Eine moderne Gesundheitsversorgung reagiert nicht nur, sondern arbeitet vorausschauend präventiv und sichert unter anderem dadurch die wirtschaftliche Grundlage der Einrichtungen unseres Systems. Die Ressource Mensch ist trotz technischer Fortschritte und KI unverzichtbar, und der Mensch darf im Fokus stehen. Möchten wir nicht alle lieber in echte Gesichter schauen, wenn wir beim Zahnarzt sitzen, eine Operation bevorsteht oder wir pflegebedürftig werden? Bei genau diesen Menschen ist Arbeitszufriedenheit und das Wohlbefinden am Arbeitsplatz immens wichtig, um für den Patienten da zu sein, aber auch gesund zu bleiben und die Arbeitskraft zu erhalten.
Was zu dieser Gesundheit dazugehört? Zum einen die körperliche Gesundheit, um die jeweilige Tätigkeit ausüben zu können (z. B. Heben von Pflegebedürftigen), aber auch die mentale Gesundheit, um „voll da zu sein“.

- _Bereitgestellte Datensätze_:
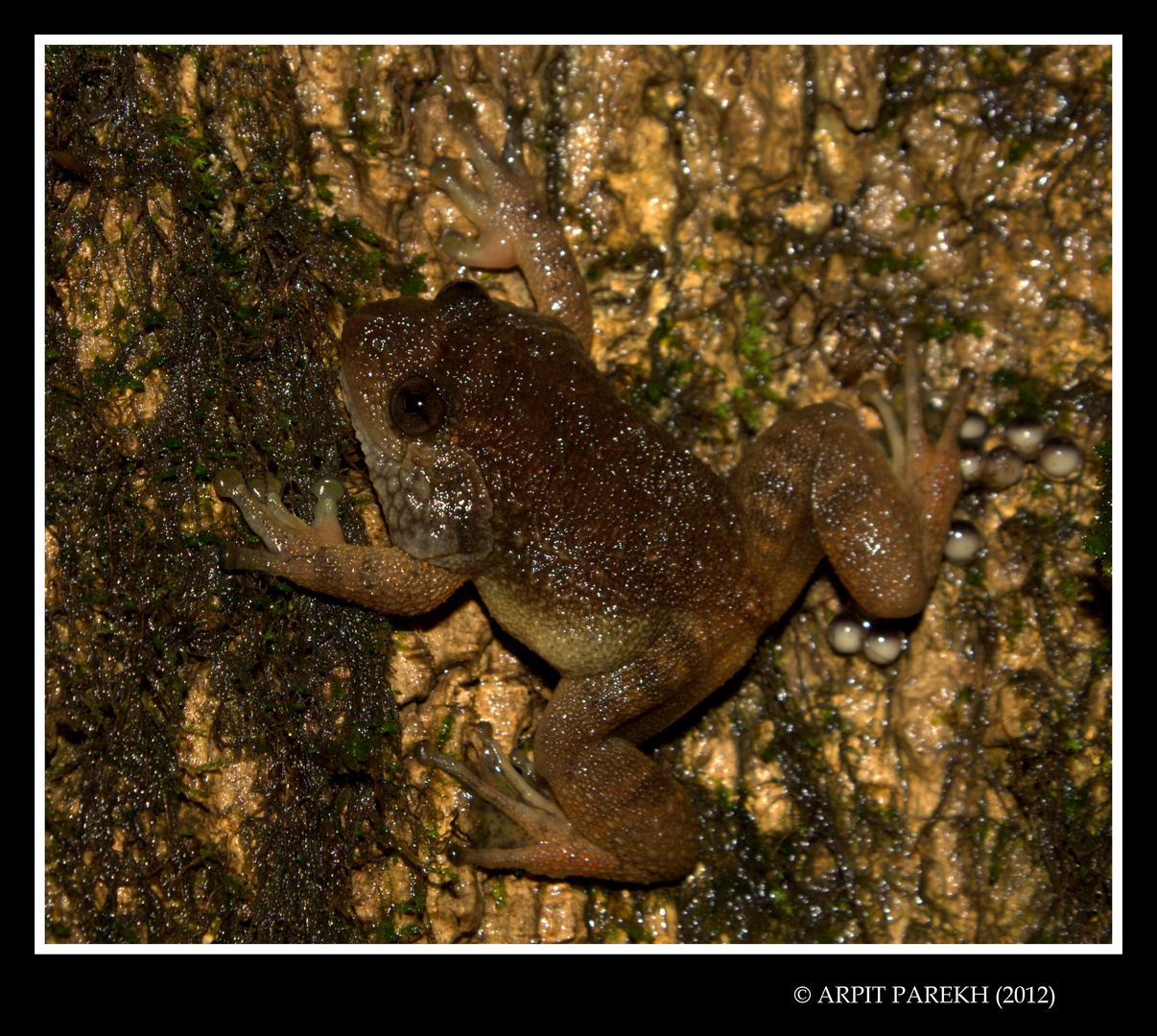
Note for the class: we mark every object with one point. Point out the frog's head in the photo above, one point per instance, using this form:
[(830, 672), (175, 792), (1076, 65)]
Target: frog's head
[(444, 398)]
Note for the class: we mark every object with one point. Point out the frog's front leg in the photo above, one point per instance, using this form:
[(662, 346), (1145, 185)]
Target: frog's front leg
[(318, 557), (516, 229)]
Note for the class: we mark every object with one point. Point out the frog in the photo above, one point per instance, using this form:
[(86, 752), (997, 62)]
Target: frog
[(503, 457)]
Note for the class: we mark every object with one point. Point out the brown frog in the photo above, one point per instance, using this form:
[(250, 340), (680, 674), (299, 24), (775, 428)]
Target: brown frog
[(501, 457)]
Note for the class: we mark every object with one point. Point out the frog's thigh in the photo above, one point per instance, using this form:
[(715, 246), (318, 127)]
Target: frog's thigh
[(818, 474), (612, 793)]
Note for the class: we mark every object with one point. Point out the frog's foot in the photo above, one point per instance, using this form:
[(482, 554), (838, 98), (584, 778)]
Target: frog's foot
[(516, 228), (280, 530), (930, 471), (555, 849)]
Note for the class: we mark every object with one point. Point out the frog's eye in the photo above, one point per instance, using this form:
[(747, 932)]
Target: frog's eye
[(416, 406)]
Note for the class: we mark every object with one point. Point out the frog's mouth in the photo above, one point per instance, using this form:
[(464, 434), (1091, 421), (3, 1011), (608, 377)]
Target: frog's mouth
[(433, 496)]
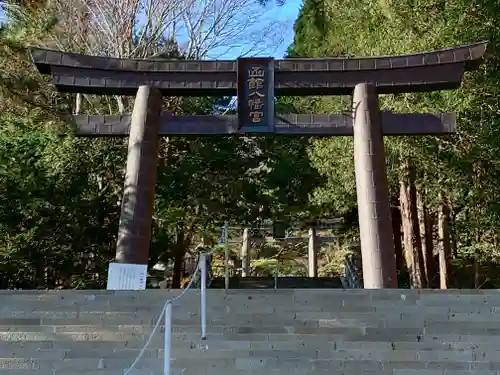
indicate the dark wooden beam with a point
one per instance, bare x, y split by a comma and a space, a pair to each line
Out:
443, 69
305, 125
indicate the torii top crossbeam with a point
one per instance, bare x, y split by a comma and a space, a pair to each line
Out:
437, 70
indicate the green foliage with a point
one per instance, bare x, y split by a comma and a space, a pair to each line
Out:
465, 167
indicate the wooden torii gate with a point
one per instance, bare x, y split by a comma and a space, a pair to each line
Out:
256, 81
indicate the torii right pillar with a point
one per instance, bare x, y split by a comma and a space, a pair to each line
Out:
372, 189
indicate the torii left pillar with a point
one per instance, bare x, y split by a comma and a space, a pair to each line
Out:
372, 188
134, 233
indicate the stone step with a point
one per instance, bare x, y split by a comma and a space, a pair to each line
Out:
250, 332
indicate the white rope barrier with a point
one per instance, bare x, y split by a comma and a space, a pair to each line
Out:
166, 313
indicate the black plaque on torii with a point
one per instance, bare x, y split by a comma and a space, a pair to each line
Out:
255, 93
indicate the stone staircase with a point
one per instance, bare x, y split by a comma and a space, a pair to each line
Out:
253, 332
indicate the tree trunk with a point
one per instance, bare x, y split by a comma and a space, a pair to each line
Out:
444, 241
398, 244
179, 255
477, 274
425, 240
411, 230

- _Aufgabe 1_: Welche Tätigkeit nennt der Auszug zur Gesundheitsversorgung als Beispiel dafür, wofür körperliche Gesundheit gebraucht wird?
- _Aufgabe 2_: Führe den Auszug zur Gesundheitsversorgung im Anschluss an seinen letzten Satz weiter.
Die Datensätze spielen hierfür keine Rolle.

- _Antwort 1_: Das Heben von Pflegebedürftigen.

- _Antwort 2_:
Die betriebliche Gesundheitsförderung setzt genau hier an und arbeitet zum einen in der Verhältnisprävention, das heißt in den Rahmenbedingungen wie z. B. Prozessen, in denen das Gesundheitswesen arbeitet (Stichwort: Arbeitssituationsanalyse). Zum anderen setzt die Gesundheitsförderung aber auch in der Verhaltensprävention an und entwickelt eine individuelle Gesundheitskompetenz, die den Mitarbeitenden unterstützt, Warnsignale zu erkennen und beispielsweise eine Erschöpfungsspirale zu vermeiden.
Wir alle wissen, wie sehr Arztpraxen, Krankenhäuser, Pflegeeinrichtungen und das gesamte Gesundheitswesen unter Termin- und Leistungsdruck stehen. Die Themen anhaltende Stresssymptome, Arbeiten trotz Erkrankung, „nur noch funktionieren“, Steigerung der Fehlerquote bis hin zum Burnout, sind nach wissenschaftlichen Studien und auch nach meiner Erfahrung an der Tagesordnung. In meinen Workshops sitzen regelmäßig Teilnehmende, die täglich über ihre Grenzen hinausgehen und entsprechende Erholungsphasen in der Regel ausbleiben. Um ein gesundes System aufzubauen und die Menschen, die für andere da sind, zu unterstützen, ist eine Gesundheitsförderung mittlerweile unbedingt in die Arbeitskultur einzubauen und von der Führung bis zur letzten Hierarchiestufe zu leben.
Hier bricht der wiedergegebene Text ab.